Directions » Please give, exactly as they appear below, the line with "Exercise. Tag every instance of the tree with" and every line after it through the final one, and nothing else.

Dataset records »
--------

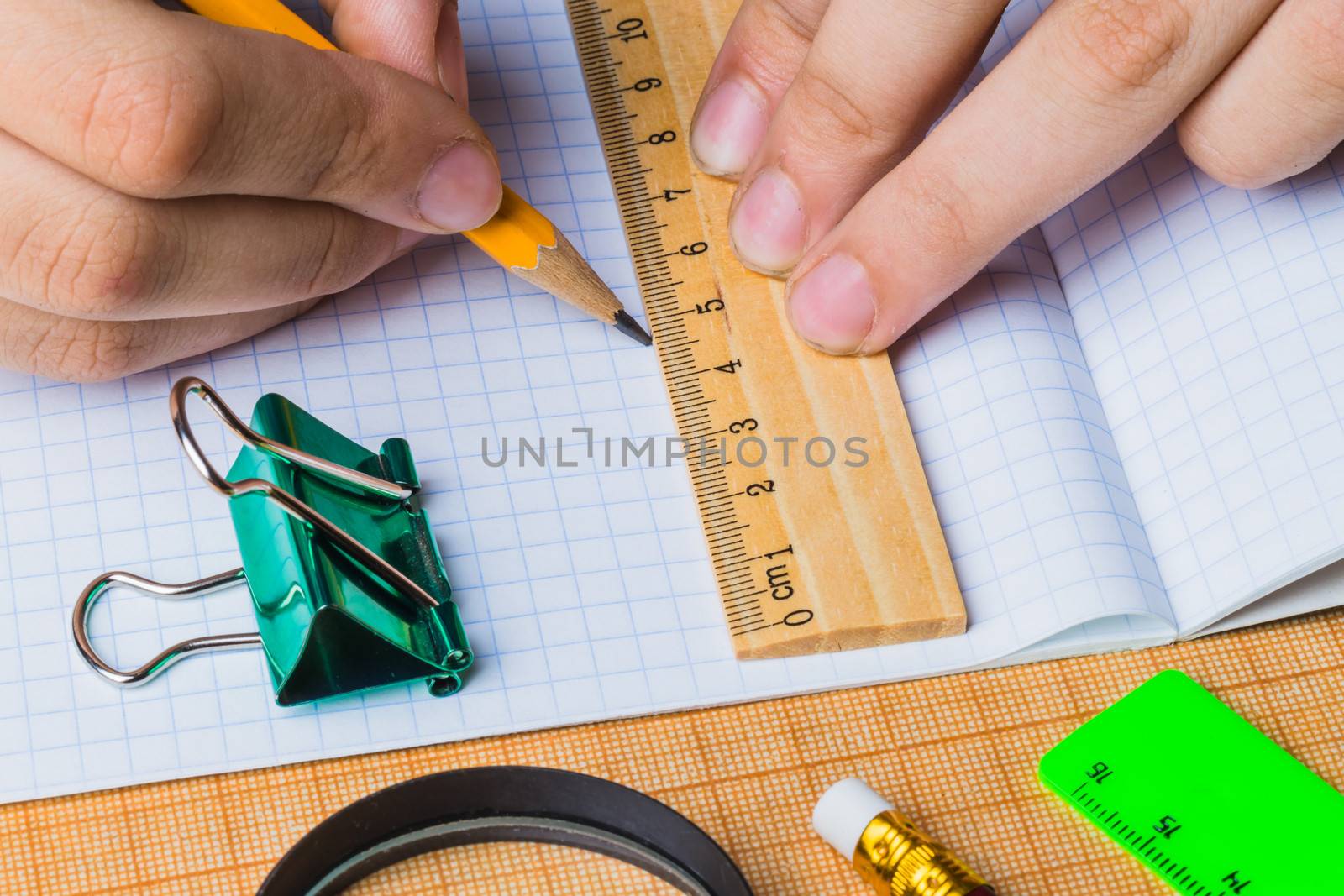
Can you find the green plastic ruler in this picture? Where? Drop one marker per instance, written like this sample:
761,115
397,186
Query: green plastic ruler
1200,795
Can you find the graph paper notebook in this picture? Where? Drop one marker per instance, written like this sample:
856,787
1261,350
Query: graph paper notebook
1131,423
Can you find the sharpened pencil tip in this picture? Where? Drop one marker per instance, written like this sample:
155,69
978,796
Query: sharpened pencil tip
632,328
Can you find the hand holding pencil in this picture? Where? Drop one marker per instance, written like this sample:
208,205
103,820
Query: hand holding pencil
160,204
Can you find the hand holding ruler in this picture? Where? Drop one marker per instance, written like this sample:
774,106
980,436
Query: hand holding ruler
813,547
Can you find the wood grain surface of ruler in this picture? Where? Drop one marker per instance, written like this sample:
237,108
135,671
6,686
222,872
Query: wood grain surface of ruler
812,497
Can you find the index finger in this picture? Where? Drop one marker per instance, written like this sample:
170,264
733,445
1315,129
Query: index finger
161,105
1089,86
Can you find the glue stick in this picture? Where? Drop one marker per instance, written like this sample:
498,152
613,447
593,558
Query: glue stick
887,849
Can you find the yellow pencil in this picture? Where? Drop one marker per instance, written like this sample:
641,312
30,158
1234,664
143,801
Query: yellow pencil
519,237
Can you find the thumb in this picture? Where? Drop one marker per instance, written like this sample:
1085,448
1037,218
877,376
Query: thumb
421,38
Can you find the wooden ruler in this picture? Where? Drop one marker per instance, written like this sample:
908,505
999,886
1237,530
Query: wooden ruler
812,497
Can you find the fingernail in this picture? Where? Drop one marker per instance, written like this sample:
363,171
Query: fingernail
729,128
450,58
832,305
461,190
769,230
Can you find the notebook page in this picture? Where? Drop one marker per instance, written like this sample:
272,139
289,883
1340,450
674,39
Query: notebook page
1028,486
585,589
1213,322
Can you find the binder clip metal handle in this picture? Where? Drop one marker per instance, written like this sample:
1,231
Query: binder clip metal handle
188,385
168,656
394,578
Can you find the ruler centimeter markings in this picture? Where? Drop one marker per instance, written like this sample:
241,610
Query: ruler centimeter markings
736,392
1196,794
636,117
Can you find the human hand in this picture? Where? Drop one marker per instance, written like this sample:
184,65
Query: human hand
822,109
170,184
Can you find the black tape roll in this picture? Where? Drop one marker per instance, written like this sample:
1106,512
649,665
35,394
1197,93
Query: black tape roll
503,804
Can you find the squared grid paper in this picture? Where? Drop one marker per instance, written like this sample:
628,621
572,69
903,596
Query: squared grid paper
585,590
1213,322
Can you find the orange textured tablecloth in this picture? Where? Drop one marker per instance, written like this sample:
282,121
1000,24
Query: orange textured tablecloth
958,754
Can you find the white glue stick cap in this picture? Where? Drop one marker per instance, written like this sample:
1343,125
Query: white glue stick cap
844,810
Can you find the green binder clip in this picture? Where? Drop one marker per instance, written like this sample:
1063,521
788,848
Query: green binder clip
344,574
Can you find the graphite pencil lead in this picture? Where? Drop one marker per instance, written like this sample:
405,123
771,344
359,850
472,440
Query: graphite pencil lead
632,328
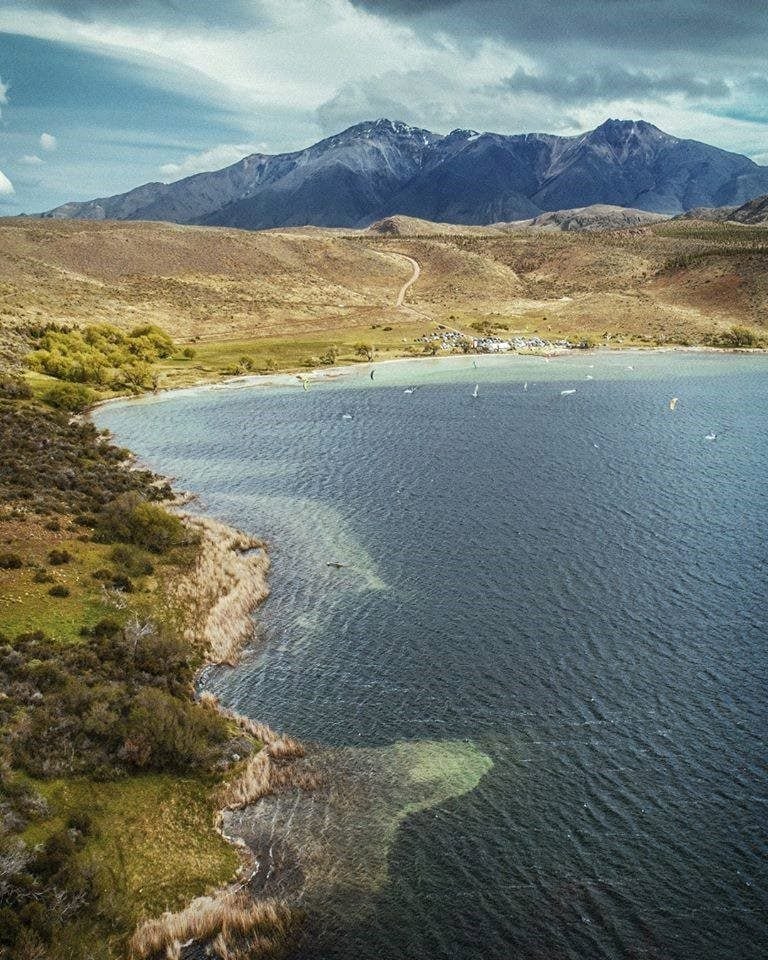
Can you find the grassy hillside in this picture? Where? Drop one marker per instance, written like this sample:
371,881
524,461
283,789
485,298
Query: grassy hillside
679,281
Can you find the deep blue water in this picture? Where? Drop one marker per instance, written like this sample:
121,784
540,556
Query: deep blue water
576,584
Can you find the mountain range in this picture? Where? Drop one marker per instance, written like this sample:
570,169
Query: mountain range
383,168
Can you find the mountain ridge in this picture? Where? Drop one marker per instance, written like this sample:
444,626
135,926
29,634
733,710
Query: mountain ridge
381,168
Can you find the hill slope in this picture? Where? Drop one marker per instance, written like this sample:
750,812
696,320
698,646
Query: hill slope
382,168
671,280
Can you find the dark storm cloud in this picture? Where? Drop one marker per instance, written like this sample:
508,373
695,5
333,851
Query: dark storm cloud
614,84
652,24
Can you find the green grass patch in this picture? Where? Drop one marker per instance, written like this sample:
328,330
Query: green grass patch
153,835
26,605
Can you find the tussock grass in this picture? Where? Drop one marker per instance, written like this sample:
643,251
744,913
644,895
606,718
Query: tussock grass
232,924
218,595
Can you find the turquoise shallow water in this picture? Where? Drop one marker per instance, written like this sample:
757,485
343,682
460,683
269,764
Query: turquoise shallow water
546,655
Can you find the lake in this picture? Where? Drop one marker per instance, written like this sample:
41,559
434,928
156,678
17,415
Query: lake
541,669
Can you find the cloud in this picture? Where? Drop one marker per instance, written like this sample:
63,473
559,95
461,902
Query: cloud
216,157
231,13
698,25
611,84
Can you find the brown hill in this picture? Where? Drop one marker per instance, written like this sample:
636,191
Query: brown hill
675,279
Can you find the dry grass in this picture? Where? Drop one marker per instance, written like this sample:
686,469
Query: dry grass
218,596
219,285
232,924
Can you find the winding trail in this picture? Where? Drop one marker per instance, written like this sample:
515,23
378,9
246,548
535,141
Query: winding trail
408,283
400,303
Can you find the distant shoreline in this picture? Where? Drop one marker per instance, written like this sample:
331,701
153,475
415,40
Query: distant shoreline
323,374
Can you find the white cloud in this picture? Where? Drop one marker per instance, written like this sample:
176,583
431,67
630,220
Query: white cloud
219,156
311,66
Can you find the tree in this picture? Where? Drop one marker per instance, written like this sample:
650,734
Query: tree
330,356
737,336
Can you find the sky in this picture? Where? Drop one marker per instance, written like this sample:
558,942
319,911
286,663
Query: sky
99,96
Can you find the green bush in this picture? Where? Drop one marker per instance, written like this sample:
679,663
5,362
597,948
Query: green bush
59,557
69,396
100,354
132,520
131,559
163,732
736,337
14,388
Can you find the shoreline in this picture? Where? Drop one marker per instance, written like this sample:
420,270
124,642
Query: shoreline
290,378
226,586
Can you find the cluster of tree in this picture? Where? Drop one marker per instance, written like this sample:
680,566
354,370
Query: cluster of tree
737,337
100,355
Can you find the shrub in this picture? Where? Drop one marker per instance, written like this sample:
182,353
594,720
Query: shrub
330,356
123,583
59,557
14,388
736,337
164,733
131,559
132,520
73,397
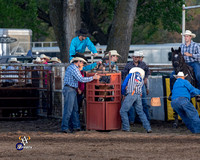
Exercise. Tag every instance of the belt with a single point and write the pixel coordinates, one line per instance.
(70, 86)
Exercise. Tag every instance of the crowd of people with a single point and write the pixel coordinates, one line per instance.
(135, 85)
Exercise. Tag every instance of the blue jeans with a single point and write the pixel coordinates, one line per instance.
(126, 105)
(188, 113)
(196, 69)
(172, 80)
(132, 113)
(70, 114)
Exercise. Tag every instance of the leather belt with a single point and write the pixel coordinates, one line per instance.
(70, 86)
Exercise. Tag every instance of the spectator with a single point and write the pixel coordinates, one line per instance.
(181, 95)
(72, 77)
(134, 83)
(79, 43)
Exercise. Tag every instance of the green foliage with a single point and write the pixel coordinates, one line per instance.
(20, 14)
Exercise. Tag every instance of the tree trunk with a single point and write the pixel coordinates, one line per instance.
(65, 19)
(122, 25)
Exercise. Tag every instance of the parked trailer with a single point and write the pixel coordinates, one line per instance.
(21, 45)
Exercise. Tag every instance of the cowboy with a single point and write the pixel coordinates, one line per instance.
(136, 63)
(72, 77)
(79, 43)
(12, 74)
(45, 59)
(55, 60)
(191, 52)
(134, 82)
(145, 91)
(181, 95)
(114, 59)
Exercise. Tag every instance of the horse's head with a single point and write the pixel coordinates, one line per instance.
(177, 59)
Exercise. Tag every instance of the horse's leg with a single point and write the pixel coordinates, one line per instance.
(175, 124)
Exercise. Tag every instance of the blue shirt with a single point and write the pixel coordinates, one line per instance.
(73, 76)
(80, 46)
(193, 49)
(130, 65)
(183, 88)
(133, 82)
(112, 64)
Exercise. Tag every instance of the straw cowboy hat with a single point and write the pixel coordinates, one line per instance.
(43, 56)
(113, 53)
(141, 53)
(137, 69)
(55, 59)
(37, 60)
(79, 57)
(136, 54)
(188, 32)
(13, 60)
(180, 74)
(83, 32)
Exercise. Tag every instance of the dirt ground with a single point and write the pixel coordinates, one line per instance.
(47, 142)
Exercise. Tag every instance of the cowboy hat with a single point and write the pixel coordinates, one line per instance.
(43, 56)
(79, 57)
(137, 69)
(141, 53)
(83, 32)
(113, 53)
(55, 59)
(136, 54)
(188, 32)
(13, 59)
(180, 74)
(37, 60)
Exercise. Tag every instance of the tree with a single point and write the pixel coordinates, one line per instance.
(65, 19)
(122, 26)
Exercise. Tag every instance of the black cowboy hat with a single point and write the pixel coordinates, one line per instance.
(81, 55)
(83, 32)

--------

Answer to this exercise »
Exercise. Tag every instance of the tree with a single point and write the pixel coordinates, one line per instance.
(65, 19)
(122, 26)
Exercise. Tag every instance of the black cowboy hat with a single point and write the pixel coordinates, one line per instance.
(81, 55)
(83, 32)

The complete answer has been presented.